• AIM OF THE EXERCISE:
Count the lines in the records below that contain the string "railing", and give only the number.

[Items listed in a dataset]
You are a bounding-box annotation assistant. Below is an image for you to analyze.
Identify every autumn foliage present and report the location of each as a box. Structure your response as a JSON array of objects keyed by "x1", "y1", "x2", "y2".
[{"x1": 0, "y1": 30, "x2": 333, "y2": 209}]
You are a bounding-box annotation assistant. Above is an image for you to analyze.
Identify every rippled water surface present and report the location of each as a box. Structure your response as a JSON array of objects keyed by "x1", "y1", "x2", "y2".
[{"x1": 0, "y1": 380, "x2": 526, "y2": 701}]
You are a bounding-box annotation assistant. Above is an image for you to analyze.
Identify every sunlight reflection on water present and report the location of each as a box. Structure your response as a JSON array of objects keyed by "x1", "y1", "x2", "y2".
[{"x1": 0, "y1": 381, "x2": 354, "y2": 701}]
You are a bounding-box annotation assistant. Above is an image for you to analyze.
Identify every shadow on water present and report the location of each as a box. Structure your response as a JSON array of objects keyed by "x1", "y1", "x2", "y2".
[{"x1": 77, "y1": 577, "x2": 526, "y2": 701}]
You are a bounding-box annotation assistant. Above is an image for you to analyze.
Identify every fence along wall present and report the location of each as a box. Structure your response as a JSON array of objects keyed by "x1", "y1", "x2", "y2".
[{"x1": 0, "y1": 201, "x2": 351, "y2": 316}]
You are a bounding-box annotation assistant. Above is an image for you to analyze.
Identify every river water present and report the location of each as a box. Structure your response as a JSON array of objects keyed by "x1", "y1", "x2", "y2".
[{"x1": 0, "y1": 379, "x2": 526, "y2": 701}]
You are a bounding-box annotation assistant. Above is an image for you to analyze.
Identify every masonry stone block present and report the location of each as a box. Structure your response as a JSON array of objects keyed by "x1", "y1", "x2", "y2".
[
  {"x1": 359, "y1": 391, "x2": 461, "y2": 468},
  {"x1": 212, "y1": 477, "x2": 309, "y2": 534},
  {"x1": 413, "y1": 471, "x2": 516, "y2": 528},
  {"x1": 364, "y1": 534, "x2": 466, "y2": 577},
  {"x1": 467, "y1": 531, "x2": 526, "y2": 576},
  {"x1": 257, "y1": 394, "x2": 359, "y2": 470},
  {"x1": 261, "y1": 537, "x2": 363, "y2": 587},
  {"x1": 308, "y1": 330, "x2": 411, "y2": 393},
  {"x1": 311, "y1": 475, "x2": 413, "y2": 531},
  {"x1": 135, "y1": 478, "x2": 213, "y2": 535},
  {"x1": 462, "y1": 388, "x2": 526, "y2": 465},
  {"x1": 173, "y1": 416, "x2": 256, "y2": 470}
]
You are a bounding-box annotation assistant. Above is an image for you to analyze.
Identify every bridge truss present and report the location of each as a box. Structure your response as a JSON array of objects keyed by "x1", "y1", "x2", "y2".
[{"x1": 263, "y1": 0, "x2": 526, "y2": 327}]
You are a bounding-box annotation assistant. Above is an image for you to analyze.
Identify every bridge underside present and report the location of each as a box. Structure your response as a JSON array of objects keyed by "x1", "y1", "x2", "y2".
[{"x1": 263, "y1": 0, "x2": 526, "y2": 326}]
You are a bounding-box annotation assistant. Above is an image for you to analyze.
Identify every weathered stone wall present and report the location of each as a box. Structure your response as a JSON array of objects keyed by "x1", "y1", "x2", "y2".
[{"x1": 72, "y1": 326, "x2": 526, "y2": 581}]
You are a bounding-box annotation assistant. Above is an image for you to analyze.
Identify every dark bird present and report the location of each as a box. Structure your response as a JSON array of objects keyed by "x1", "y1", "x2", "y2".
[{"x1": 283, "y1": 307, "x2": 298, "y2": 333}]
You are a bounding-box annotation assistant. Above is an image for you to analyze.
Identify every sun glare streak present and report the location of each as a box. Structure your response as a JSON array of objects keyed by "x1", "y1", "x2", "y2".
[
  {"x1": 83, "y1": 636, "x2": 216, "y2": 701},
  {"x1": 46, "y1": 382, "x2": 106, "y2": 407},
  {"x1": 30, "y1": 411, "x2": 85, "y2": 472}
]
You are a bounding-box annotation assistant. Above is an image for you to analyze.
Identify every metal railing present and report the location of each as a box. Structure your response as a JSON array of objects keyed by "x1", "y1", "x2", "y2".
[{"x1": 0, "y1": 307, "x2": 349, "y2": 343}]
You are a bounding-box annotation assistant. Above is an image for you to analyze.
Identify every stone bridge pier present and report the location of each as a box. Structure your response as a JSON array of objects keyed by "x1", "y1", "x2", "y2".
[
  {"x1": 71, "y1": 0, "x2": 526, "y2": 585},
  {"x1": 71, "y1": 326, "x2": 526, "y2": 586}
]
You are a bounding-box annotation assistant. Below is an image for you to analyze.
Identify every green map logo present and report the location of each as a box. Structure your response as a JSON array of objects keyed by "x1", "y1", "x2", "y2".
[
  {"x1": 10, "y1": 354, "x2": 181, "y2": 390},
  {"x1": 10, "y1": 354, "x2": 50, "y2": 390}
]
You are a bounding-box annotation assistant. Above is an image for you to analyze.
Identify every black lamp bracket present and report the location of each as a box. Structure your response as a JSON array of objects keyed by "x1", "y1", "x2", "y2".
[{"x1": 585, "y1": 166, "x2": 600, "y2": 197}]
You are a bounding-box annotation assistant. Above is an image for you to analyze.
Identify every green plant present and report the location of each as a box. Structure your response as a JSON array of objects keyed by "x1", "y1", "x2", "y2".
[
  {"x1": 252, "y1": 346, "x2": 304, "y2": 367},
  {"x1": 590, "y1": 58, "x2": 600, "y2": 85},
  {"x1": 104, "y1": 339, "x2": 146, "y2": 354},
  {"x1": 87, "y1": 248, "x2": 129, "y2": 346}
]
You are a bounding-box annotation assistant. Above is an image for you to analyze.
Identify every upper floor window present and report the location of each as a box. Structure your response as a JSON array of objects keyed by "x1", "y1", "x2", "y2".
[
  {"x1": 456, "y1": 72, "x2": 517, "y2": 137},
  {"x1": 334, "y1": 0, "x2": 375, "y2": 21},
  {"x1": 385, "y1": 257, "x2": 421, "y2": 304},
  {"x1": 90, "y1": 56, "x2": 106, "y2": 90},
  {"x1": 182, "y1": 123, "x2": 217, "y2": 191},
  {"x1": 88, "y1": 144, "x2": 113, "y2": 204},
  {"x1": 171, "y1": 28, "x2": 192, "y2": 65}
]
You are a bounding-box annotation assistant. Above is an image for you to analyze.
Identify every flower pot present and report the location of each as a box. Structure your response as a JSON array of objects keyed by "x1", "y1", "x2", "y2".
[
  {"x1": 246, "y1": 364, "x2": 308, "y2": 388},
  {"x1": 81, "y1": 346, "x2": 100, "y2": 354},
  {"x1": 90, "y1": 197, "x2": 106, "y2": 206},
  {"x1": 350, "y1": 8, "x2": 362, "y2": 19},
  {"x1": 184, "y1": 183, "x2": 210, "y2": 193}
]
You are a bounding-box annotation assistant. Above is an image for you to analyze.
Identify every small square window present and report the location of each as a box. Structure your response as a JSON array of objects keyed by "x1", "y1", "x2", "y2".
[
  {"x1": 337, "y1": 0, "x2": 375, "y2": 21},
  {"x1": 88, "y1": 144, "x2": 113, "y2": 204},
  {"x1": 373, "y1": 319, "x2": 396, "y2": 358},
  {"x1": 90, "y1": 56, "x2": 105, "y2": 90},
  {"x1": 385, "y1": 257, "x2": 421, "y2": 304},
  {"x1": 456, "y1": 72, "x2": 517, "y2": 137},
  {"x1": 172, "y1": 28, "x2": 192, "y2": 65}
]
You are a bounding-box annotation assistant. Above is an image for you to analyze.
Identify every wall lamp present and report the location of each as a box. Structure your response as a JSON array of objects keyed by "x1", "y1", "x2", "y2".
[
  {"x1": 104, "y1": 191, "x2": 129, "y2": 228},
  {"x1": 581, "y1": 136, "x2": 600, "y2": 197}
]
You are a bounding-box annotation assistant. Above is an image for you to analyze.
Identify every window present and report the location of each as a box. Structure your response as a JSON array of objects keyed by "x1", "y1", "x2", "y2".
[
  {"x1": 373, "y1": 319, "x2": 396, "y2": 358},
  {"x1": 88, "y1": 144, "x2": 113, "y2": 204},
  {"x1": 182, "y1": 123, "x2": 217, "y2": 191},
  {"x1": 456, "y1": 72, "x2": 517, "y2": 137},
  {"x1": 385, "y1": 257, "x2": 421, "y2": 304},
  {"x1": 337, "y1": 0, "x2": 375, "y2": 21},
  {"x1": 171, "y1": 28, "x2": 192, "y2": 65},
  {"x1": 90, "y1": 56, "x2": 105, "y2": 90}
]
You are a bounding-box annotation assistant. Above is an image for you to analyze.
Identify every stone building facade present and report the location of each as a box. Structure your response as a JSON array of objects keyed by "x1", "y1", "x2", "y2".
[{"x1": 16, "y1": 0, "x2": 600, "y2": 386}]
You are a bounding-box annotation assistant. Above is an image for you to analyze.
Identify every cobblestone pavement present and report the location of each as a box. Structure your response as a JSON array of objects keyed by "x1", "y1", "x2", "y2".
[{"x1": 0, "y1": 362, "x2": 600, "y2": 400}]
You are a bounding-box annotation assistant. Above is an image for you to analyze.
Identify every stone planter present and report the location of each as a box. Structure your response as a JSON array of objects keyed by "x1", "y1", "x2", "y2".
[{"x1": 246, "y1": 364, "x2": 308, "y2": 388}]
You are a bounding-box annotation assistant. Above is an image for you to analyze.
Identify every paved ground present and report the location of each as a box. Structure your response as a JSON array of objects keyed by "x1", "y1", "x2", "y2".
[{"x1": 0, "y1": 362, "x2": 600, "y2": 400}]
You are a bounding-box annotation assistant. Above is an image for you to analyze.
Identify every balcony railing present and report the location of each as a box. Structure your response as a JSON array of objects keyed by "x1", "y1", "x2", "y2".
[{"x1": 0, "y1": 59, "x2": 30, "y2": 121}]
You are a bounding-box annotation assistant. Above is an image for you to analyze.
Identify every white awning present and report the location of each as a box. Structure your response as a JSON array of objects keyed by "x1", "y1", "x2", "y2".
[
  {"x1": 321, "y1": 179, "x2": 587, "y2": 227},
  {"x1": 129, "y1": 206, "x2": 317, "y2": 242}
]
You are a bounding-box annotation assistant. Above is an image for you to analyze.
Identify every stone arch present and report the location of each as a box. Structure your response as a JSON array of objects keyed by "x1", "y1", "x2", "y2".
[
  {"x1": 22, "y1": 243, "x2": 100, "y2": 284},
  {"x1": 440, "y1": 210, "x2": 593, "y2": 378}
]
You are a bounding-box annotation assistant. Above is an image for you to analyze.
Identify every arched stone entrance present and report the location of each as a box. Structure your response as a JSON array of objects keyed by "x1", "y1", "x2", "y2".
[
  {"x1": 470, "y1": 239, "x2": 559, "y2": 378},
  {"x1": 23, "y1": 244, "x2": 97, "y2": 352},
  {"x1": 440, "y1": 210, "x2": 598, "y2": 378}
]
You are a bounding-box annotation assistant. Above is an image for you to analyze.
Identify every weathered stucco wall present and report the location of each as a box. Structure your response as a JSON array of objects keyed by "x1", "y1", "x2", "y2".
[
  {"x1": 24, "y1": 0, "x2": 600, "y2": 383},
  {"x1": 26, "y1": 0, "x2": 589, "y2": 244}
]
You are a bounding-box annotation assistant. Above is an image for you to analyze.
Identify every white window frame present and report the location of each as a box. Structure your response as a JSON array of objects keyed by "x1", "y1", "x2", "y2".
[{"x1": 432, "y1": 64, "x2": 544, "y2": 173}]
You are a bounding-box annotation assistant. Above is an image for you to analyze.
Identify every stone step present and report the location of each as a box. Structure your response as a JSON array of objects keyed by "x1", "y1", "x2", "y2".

• WORKED ANSWER:
2